To be done
Output exactly, please, the lines of the records below from the one containing "Where can you see the lamb's hoof" through the final line.

Input
-=-=-

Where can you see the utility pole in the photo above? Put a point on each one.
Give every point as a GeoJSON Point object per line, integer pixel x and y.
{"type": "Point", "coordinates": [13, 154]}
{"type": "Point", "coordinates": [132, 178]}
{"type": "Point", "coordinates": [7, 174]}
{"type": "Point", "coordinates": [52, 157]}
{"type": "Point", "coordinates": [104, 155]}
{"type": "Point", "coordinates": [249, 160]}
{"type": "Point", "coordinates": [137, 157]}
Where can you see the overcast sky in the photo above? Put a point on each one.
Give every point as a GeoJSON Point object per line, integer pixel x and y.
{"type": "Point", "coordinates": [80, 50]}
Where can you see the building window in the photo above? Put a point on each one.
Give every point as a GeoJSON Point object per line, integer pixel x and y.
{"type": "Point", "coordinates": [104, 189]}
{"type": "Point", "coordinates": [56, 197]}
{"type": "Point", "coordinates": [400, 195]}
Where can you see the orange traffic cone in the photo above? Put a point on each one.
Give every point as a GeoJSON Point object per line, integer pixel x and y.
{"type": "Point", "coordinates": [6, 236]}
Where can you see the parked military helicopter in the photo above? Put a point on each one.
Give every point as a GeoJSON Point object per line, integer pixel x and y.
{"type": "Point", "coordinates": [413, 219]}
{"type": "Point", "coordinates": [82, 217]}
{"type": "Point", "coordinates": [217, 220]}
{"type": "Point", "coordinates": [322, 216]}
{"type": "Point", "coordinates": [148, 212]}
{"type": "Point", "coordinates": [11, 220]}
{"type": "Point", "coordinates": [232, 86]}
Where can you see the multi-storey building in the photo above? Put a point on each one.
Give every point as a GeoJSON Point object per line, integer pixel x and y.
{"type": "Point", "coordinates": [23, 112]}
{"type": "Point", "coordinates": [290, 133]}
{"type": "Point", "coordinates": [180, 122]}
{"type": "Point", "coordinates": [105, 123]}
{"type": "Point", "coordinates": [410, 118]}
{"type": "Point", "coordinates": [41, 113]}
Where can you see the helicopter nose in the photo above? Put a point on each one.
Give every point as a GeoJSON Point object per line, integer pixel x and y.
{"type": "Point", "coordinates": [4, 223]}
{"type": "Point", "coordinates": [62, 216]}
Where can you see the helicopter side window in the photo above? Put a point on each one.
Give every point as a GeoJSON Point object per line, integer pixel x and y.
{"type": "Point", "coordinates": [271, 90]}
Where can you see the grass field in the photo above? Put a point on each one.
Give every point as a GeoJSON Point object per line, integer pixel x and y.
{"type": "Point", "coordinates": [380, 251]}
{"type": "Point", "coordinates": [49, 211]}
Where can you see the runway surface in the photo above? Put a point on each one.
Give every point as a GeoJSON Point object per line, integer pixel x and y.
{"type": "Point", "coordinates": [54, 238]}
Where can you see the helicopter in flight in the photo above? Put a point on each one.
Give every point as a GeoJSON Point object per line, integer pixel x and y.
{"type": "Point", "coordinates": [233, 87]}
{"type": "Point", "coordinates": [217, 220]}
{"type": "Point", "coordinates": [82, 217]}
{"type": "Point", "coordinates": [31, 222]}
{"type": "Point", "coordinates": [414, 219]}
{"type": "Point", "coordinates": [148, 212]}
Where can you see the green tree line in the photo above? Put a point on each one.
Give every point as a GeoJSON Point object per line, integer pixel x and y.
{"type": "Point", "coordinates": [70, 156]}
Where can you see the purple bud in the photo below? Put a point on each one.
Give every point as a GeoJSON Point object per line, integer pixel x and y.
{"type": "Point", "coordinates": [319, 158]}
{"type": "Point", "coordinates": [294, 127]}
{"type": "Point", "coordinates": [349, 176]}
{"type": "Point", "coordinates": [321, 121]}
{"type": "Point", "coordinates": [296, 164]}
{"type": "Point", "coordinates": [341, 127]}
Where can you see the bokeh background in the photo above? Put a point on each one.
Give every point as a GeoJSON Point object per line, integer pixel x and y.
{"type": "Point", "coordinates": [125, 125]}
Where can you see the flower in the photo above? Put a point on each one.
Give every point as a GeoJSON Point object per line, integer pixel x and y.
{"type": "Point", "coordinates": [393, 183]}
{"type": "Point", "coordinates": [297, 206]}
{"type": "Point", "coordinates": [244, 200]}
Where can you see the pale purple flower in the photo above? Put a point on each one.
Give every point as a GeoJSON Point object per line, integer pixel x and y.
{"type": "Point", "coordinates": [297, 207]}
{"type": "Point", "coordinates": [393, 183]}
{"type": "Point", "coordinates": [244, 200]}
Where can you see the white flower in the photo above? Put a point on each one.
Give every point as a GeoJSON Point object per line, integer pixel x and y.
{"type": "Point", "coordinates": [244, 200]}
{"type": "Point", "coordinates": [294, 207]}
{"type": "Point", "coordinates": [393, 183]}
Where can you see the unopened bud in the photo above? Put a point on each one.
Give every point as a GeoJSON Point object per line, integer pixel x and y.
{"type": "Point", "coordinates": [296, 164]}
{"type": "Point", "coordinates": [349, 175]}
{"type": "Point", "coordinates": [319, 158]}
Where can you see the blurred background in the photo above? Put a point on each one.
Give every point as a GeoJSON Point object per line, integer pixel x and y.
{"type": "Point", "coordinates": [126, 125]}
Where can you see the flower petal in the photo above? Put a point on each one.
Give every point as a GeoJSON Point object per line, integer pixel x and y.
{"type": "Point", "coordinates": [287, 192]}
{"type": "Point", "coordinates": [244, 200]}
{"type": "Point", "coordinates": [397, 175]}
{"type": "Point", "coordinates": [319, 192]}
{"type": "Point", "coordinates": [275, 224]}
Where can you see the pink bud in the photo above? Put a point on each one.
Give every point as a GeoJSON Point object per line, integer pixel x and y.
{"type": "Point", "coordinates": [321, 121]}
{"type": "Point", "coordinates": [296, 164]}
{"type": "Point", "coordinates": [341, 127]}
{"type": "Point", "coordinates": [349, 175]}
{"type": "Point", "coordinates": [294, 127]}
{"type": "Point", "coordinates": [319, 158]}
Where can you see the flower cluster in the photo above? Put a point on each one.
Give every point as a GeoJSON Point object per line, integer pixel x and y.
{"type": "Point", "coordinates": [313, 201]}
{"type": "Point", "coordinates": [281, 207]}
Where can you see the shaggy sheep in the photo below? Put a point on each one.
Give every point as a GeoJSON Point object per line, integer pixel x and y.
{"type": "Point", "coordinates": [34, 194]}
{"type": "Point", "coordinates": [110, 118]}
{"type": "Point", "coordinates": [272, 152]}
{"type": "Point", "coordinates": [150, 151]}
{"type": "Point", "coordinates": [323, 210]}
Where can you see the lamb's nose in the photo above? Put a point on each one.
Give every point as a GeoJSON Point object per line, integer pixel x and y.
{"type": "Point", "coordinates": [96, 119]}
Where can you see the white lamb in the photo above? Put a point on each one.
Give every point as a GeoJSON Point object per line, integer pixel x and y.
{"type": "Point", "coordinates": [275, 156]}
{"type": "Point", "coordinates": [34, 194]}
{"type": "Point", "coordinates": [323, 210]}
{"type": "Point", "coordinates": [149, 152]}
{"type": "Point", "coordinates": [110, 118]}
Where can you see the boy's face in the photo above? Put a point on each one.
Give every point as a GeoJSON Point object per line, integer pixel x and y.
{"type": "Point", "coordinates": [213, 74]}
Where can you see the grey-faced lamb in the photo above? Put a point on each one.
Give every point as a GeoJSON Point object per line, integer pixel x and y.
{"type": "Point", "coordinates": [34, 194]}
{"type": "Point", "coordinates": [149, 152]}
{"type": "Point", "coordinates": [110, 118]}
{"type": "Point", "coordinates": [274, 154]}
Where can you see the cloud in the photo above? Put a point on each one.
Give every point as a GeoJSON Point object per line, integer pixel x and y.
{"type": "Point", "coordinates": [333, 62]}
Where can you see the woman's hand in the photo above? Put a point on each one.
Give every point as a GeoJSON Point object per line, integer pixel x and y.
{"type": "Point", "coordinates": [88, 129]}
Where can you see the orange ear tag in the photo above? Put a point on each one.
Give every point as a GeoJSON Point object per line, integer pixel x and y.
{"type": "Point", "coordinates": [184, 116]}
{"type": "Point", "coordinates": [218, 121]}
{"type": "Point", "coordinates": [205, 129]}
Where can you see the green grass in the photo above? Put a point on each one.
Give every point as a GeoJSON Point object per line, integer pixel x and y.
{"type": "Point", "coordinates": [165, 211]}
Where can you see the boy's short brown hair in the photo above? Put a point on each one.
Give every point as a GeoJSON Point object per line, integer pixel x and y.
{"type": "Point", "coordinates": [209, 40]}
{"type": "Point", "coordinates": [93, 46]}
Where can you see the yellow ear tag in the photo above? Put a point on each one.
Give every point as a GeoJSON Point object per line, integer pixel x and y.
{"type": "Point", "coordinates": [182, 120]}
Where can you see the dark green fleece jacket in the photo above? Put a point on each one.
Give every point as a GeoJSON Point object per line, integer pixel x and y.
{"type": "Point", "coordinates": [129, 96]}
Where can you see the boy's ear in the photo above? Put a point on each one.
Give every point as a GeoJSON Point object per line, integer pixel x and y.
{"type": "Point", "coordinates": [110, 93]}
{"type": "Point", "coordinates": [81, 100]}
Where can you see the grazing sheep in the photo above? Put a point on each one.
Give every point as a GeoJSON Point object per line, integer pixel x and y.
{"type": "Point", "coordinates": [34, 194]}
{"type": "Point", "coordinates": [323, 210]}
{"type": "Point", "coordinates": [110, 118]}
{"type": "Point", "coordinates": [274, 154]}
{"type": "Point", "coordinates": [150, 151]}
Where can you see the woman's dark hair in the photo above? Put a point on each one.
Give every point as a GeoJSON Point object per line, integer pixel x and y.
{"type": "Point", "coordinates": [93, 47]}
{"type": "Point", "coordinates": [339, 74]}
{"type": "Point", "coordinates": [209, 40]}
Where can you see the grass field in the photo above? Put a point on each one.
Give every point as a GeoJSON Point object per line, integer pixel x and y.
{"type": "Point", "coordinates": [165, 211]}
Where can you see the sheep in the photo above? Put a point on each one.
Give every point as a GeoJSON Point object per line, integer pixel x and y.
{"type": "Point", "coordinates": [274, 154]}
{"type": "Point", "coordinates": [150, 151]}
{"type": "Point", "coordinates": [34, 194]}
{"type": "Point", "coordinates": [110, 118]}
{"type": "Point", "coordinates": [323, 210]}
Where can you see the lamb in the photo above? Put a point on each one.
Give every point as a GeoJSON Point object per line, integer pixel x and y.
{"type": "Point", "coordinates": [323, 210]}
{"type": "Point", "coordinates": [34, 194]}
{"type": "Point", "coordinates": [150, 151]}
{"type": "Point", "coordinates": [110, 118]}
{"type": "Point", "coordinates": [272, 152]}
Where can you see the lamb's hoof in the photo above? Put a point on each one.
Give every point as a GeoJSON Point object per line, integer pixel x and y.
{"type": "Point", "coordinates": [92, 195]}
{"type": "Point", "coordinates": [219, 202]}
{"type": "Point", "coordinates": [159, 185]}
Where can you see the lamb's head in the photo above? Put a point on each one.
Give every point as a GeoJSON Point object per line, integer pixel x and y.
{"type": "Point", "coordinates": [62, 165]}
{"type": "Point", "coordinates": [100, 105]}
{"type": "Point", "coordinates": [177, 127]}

-=-=-

Problem solution
Where can you see the lamb's hoof in the photo above? Put a point on each one.
Give every point as a GeoJSON Point object per line, integer pixel x and y.
{"type": "Point", "coordinates": [92, 195]}
{"type": "Point", "coordinates": [219, 202]}
{"type": "Point", "coordinates": [159, 185]}
Where can you see the lamb's head in the photo above? Put a point on each one.
Give every point as a GeoJSON Point object per line, integer pixel x and y.
{"type": "Point", "coordinates": [62, 165]}
{"type": "Point", "coordinates": [100, 105]}
{"type": "Point", "coordinates": [177, 127]}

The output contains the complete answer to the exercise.